## [Supplied data]
• • • • • • •
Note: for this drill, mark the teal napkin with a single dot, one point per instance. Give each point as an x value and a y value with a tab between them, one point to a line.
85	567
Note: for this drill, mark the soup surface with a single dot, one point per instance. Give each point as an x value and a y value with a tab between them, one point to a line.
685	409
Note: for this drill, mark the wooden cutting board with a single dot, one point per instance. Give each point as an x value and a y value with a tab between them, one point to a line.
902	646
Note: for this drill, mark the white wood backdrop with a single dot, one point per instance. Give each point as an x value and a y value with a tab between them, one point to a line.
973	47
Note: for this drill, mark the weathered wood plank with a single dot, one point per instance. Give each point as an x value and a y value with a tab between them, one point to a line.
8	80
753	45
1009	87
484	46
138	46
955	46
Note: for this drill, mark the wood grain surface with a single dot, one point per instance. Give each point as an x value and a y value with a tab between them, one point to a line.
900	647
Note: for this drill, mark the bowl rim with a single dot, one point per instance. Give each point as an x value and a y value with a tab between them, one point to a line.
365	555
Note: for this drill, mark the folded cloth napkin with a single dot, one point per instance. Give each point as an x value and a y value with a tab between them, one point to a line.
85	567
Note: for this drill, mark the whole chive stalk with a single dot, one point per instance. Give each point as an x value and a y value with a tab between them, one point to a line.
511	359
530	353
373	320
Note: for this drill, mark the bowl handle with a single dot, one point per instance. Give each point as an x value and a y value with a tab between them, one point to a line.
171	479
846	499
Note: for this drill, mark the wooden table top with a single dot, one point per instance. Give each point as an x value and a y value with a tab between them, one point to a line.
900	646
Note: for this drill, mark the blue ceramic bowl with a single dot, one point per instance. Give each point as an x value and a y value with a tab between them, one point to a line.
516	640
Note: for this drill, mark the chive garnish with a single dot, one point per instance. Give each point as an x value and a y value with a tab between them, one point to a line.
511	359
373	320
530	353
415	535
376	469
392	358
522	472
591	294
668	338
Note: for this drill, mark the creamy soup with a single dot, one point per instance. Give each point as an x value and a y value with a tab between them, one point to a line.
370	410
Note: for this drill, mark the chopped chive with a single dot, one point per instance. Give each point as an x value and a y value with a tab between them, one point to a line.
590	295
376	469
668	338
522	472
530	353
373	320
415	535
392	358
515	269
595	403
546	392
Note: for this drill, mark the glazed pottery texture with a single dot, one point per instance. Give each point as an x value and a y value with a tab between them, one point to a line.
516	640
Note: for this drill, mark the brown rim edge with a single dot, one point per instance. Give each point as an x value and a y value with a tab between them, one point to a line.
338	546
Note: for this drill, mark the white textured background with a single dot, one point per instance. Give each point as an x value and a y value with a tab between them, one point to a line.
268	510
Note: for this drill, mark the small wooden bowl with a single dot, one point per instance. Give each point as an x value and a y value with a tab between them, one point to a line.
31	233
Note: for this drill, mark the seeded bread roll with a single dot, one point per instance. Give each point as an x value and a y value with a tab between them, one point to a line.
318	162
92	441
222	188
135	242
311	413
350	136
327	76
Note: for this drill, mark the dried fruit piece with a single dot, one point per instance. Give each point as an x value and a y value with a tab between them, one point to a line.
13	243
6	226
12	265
• • • • • • •
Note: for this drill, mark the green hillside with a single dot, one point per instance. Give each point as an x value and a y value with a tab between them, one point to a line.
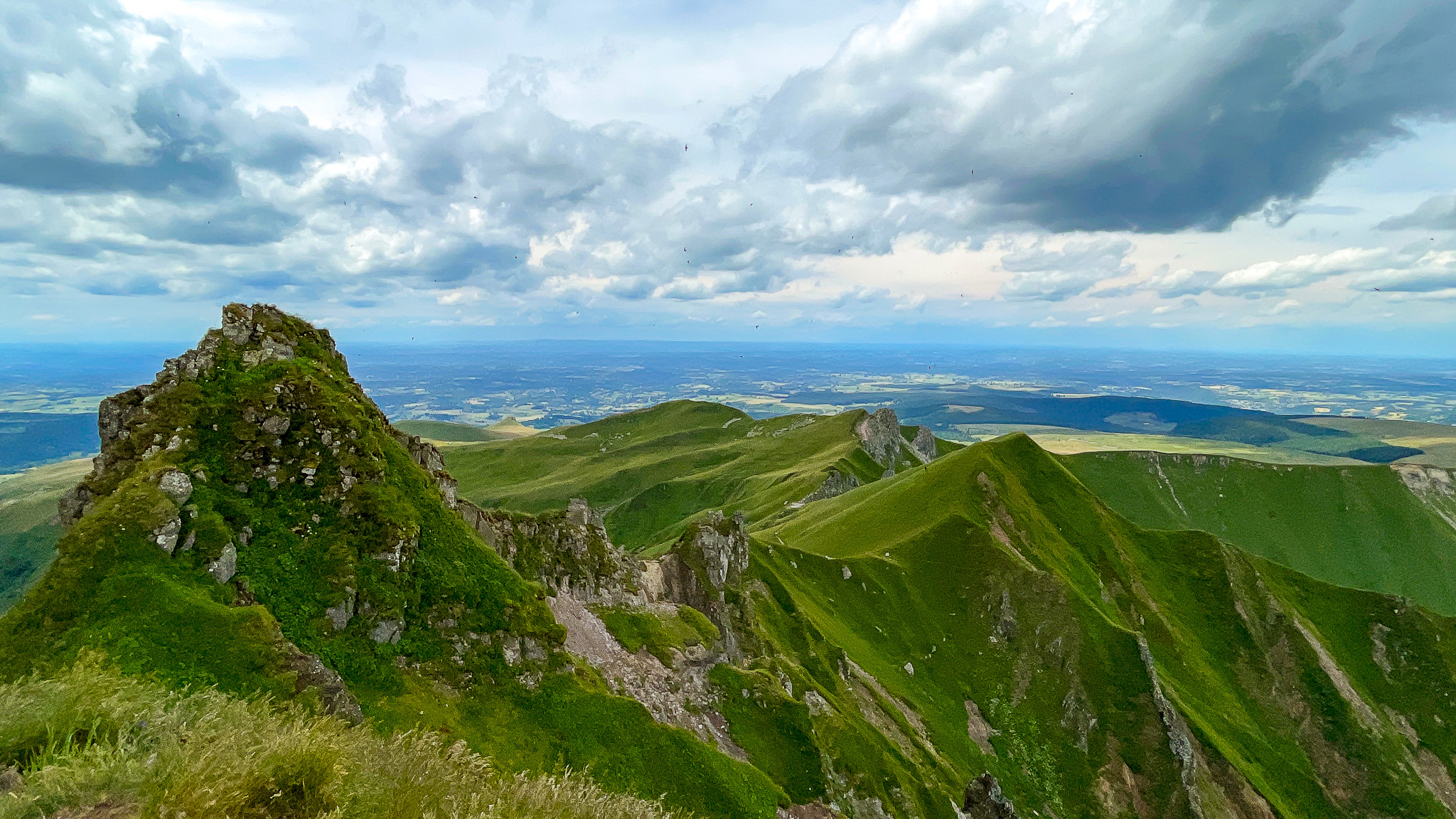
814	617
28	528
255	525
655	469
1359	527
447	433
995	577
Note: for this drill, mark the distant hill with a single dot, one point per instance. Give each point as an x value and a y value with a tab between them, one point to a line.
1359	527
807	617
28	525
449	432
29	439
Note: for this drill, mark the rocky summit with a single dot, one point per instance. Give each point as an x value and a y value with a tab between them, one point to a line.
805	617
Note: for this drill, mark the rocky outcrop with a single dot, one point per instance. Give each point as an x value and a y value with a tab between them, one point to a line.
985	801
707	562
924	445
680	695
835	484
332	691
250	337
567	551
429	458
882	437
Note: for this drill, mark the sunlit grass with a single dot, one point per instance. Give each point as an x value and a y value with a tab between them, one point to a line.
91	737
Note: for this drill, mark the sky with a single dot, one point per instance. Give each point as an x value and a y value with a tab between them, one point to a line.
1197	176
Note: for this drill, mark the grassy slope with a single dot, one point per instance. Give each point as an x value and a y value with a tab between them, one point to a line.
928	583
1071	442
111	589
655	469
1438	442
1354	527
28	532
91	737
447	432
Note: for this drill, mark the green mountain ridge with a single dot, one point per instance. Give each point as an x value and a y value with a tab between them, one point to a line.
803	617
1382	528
• • • • • • •
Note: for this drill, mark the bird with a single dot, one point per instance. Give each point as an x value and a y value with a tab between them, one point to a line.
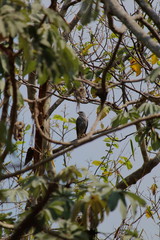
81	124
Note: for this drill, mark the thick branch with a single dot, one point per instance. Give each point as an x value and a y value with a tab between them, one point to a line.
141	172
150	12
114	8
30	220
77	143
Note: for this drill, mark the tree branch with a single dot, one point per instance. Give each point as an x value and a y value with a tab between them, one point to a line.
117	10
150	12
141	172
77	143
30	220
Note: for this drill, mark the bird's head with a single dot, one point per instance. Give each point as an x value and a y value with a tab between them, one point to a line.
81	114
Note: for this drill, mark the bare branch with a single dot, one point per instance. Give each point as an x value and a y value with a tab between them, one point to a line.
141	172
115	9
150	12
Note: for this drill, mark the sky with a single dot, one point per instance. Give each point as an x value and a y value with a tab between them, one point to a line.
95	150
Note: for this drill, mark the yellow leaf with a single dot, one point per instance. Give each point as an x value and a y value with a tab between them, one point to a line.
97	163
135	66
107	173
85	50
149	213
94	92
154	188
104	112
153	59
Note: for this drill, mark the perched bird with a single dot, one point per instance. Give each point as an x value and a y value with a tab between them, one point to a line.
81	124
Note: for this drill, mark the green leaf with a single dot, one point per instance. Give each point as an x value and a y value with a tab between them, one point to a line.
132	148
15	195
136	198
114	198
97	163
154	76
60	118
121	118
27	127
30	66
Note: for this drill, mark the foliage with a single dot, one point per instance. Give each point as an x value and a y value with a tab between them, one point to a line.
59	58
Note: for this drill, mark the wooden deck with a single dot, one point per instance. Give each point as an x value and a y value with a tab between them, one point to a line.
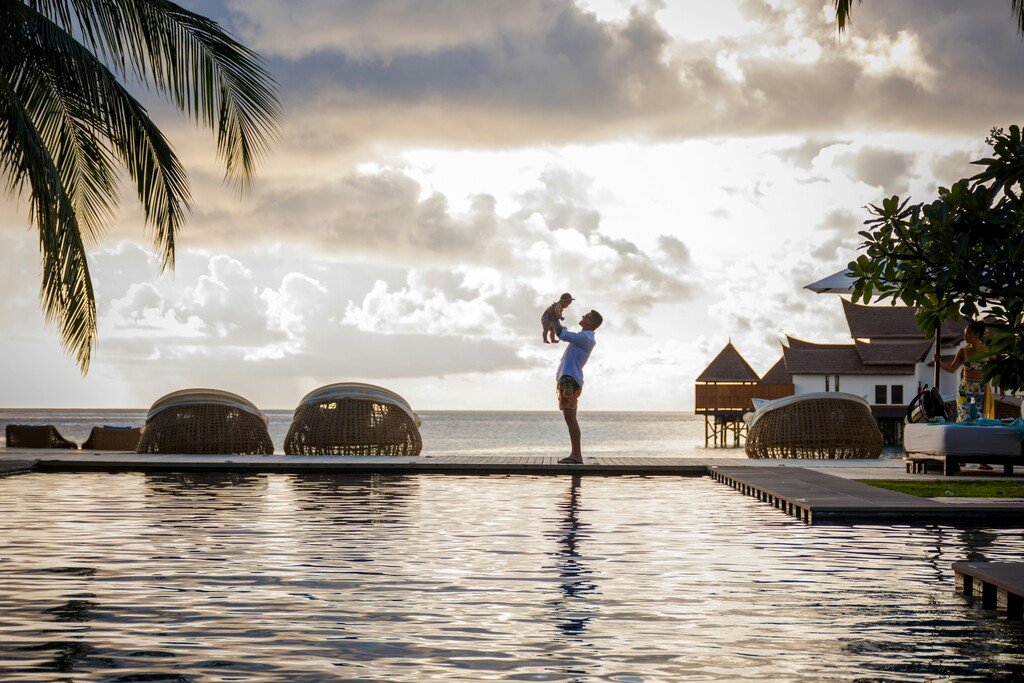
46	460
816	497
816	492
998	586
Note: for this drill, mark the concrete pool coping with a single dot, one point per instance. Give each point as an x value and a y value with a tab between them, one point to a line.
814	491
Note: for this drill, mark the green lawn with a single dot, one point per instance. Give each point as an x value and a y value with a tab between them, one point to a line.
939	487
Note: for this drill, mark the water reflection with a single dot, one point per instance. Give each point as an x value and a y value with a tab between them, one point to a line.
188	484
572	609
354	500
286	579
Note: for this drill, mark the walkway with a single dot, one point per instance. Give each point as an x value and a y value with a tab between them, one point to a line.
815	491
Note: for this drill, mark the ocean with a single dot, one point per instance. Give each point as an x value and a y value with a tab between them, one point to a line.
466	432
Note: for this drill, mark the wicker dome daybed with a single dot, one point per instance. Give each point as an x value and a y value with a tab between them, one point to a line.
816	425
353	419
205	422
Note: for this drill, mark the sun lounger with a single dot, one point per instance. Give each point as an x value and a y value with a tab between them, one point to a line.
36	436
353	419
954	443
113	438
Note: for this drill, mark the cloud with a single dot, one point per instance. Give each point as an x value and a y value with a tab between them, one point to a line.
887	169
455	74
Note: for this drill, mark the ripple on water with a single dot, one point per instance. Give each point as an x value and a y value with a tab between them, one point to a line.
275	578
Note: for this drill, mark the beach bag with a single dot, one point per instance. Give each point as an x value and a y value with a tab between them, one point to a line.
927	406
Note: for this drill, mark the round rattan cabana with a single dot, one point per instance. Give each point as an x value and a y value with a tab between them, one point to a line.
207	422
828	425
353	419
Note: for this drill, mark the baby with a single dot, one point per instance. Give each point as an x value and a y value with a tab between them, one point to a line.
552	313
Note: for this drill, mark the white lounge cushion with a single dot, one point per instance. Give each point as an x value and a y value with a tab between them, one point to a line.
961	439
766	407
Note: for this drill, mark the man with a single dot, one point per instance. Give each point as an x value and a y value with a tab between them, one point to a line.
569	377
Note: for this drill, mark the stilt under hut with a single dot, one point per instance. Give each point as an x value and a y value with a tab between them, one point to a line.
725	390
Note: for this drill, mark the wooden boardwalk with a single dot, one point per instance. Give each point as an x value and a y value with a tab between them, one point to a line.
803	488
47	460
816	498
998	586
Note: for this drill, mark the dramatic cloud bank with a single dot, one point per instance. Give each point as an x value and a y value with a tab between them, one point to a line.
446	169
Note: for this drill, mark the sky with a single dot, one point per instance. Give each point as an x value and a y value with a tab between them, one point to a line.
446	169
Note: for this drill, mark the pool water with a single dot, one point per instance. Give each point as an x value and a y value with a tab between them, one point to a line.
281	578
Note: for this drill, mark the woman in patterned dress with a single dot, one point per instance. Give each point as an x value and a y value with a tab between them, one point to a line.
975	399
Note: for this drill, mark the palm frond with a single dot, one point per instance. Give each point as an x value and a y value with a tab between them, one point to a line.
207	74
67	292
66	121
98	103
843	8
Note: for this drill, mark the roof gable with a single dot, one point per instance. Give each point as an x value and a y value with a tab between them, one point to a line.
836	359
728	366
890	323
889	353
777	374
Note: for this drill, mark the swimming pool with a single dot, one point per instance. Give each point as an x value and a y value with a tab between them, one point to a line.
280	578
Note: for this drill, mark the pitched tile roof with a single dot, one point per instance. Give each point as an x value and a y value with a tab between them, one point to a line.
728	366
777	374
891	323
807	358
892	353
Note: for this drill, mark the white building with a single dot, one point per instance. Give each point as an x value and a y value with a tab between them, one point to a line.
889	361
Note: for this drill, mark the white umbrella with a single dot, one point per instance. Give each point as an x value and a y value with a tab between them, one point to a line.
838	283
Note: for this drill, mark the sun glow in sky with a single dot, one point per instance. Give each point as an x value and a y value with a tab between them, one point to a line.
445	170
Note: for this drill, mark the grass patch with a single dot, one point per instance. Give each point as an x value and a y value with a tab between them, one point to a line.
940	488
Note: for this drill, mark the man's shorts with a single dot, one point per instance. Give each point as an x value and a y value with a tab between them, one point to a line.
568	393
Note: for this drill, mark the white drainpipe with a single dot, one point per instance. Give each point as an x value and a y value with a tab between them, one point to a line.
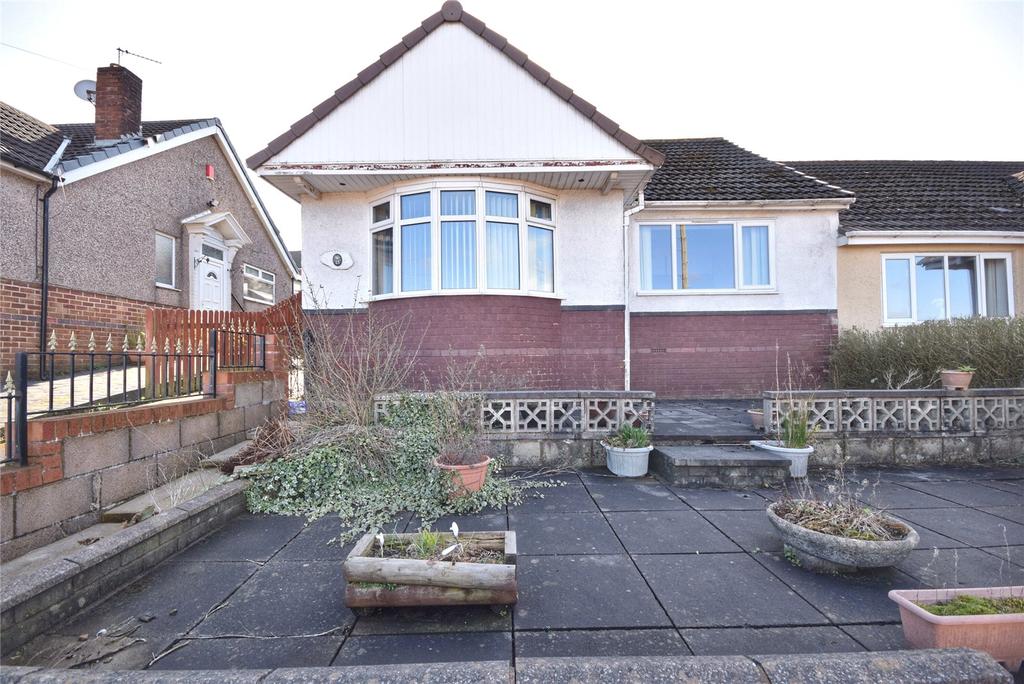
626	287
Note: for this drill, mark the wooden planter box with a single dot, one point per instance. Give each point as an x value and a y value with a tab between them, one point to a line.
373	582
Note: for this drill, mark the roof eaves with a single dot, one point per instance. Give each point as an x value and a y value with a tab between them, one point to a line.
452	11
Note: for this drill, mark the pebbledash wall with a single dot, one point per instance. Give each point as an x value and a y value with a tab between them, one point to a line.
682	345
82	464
• • • • • • •
## [Exercise details]
How many lines in the records above contain the string "bird"? Reply with the number alone.

## [Written answer]
3